▶ [Given task] Transcribe exactly the lines from the one holding "silver watch face." to the end of the data below, including both of those lines and no others.

▶ [Raw records]
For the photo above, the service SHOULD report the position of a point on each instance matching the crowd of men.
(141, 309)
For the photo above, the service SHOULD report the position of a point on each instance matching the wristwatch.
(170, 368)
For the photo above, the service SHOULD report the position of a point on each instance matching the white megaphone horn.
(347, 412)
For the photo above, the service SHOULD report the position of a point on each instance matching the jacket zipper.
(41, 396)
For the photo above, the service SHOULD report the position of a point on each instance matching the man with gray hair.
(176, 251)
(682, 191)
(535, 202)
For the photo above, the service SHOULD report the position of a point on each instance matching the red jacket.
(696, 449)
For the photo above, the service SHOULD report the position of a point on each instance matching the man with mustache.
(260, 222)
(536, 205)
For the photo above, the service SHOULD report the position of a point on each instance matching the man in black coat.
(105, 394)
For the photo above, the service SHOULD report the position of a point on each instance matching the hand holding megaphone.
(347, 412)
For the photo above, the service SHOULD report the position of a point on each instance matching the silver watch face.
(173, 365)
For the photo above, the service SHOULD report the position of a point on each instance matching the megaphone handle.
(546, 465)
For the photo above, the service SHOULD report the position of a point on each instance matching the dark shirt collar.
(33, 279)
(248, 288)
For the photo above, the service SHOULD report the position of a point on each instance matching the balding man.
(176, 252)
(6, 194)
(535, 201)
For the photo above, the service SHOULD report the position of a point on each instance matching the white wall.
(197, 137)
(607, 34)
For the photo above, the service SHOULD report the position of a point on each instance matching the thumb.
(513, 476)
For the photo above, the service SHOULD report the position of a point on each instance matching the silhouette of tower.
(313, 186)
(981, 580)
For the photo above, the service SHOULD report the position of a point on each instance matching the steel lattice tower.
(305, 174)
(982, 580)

▶ [Result for this exercise]
For the photo above, the service SHOULD report the position of a point on each instance matching the silver watch face.
(173, 365)
For the photo above, the service SHOULD report the position of a point on each instance matching the megaphone handle.
(546, 465)
For the photo above, the service SHOULD report the position of a point on each instance matching the dark shirt collar.
(33, 279)
(248, 288)
For the photo above, the service SHOULD report the position of a point on each instance matching the balding man.
(176, 252)
(6, 194)
(535, 201)
For the photo above, the service SHOULD report the position of a point on each instance matching the white wall.
(197, 137)
(607, 34)
For the photo above, the service SHOULD report the position of a point on each instance matching the thumb.
(513, 476)
For the photo above, the service SHOULD report the position of a point on each instance matching the silhouette of tower.
(313, 186)
(981, 580)
For the photo above, the service SHOULD report the position of a point on each instance matching the steel lattice tower.
(305, 174)
(982, 580)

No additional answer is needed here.